[Opening RECORD SET section]

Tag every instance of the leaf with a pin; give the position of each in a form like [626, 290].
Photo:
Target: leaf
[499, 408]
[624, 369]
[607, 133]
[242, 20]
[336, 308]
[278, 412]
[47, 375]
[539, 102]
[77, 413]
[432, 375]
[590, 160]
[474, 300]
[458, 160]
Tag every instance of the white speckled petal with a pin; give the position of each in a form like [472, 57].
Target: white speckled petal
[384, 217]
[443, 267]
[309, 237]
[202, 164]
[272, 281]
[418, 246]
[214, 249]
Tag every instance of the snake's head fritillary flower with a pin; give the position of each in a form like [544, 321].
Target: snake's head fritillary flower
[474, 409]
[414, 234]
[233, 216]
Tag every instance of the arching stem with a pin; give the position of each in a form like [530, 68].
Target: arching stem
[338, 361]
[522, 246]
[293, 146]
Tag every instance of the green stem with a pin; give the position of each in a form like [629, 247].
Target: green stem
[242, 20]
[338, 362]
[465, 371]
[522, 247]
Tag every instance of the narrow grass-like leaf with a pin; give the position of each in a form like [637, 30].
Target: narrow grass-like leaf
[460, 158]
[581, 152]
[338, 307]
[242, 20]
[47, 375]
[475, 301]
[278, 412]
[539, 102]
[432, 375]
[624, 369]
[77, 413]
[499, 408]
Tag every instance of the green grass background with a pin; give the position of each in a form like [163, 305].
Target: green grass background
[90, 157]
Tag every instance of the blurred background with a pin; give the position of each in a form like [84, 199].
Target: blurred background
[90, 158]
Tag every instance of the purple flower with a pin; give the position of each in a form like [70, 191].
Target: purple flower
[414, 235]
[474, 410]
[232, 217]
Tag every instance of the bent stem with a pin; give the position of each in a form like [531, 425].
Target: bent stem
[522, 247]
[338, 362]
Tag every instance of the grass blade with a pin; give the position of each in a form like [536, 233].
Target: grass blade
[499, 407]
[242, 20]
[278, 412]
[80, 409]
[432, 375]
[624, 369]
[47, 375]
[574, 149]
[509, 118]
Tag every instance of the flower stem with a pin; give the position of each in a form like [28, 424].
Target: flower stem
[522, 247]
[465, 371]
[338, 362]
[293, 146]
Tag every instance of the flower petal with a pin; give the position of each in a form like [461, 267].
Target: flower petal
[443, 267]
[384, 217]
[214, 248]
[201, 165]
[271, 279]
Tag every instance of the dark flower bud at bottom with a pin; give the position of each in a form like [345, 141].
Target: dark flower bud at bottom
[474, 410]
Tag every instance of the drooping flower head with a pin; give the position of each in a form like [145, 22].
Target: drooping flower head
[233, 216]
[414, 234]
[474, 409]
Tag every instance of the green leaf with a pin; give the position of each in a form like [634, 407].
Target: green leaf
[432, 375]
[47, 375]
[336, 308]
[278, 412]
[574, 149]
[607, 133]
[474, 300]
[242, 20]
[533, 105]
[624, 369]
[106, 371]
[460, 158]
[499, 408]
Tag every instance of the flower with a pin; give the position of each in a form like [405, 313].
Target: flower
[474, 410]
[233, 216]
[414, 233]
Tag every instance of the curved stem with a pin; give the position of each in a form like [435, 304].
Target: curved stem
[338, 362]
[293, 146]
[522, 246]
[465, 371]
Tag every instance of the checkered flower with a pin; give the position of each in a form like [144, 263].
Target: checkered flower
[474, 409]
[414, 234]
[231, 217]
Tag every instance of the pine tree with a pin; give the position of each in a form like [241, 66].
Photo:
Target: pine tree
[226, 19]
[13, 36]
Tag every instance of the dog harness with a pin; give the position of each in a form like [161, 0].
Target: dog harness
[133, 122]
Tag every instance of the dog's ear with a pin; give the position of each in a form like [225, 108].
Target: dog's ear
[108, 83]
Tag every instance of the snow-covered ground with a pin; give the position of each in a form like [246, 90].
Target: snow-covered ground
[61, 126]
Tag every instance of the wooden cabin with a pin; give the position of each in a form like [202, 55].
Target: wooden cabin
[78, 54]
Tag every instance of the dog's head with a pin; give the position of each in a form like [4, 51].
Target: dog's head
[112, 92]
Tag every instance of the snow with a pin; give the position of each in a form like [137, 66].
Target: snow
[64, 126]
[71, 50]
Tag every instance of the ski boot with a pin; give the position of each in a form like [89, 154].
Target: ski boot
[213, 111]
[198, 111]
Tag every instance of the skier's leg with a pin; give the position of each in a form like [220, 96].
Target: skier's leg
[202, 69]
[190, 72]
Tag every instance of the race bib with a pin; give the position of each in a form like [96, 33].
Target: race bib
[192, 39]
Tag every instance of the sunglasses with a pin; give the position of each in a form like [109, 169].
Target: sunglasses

[Closing RECORD SET section]

THE PROBLEM:
Return every line of the data unchanged.

PROBLEM SOLUTION:
Tag every instance of the leaf with a pin; give the position of each in a form like [626, 290].
Photo:
Target: leaf
[499, 408]
[624, 369]
[607, 133]
[242, 20]
[336, 308]
[278, 412]
[47, 375]
[539, 102]
[77, 413]
[432, 375]
[590, 160]
[474, 300]
[458, 160]
Tag every instance of the white speckled petal with a pin; give the position of each in a form like [472, 57].
Target: white speckled petal
[384, 217]
[443, 267]
[309, 237]
[202, 164]
[272, 281]
[418, 246]
[214, 249]
Tag every instance of the snake's head fritillary flower with a pin; give the position of each in a form like [544, 321].
Target: snake's head fritillary flower
[474, 409]
[414, 234]
[233, 216]
Tag every instance of the arching stem with a pin; give the position of each in a form like [530, 68].
Target: arching stem
[338, 361]
[522, 246]
[293, 146]
Tag every instance of the green stem with a pin; give the position of each in a form like [629, 247].
Target: green stem
[242, 20]
[338, 362]
[465, 371]
[522, 247]
Tag every instance of the narrow grass-like leaf with a pin; give the position of each in a form like [637, 30].
Target: narrow grass-like leaf
[460, 158]
[581, 152]
[338, 307]
[242, 20]
[47, 375]
[475, 301]
[278, 412]
[539, 102]
[432, 375]
[624, 369]
[77, 413]
[499, 408]
Tag every instance of the green grass background with a pin; give the position of each in a form like [163, 305].
Target: green grass background
[90, 157]
Tag every instance of the blurred background with a pin; give the position of each in a form like [84, 199].
Target: blurred background
[90, 158]
Tag every instance of the purple flower with a pin; give the position of each in a form like [70, 191].
Target: purple flower
[414, 235]
[474, 410]
[232, 217]
Tag every instance of the bent stem with a pin; give the position of each in a form like [531, 425].
Target: bent stem
[522, 247]
[338, 362]
Tag every instance of the grass blade with a pin; give the position of each in a form like [536, 233].
Target: grass blade
[499, 407]
[242, 20]
[278, 412]
[80, 409]
[432, 375]
[624, 369]
[47, 375]
[574, 149]
[509, 118]
Tag every instance of the flower stem with a pin; give the position of each in a form like [28, 424].
Target: flower stem
[522, 247]
[465, 371]
[338, 362]
[293, 146]
Tag every instance of the flower petal with a pin; give the position of each in a form like [461, 267].
Target: flower petal
[443, 267]
[384, 217]
[214, 248]
[201, 165]
[271, 279]
Tag every instance of the dark flower bud at bottom with a pin; give the position of each in a form like [345, 141].
Target: dark flower bud at bottom
[474, 410]
Tag every instance of the drooping flower head with a pin; give the position of each in a form like [145, 22].
Target: drooping flower head
[233, 216]
[414, 234]
[474, 409]
Tag every instance of the green leaf with a pin; give the position of each in a form like [634, 407].
Target: green leaf
[432, 375]
[47, 375]
[336, 308]
[278, 412]
[574, 149]
[607, 133]
[474, 300]
[242, 20]
[533, 105]
[624, 369]
[106, 371]
[460, 158]
[499, 408]
Tag every instance of the flower with a pin; give the position of each in a form like [405, 313].
Target: flower
[474, 410]
[233, 216]
[414, 233]
Tag every instance of the curved stem with a pin; give the position of each in a form like [435, 304].
Target: curved stem
[338, 362]
[293, 146]
[522, 246]
[465, 371]
Tag every instance of the checkered flower with a pin; give the position of each in a form like [144, 263].
Target: checkered flower
[474, 409]
[414, 234]
[231, 217]
Tag every instance of the pine tree with a pin; give the position of each in a form like [241, 66].
Photo:
Target: pine tree
[226, 19]
[13, 36]
Tag every instance of the dog harness with a pin; give the position of each in a form like [161, 0].
Target: dog harness
[133, 122]
Tag every instance of the dog's ear with a pin; give the position of each in a form like [225, 108].
Target: dog's ear
[108, 83]
Tag every instance of the snow-covered ground with a pin; give the position of each in a form like [246, 90].
Target: snow-covered ground
[61, 126]
Tag every instance of the wooden cabin with a pin; give the position of each in a form like [202, 55].
Target: wooden cabin
[78, 54]
Tag every instance of the dog's head with a pin; give the position of each in a form like [4, 51].
Target: dog's head
[112, 92]
Tag every instance of the snow with a pin; give the position of each in a form like [137, 66].
Target: snow
[64, 126]
[71, 50]
Tag every instance of the ski boot with a pin; give the position of each in a form like [89, 154].
Target: ski boot
[213, 111]
[198, 111]
Tag every instance of the skier's leg with a pin; give the position of each in a form like [220, 96].
Target: skier's leg
[202, 69]
[190, 72]
Tag every instance of the race bib with a pin; give the position of each in a form like [96, 33].
Target: race bib
[192, 39]
Tag every instance of the sunglasses with a pin; give the position of each in a form like [109, 169].
Target: sunglasses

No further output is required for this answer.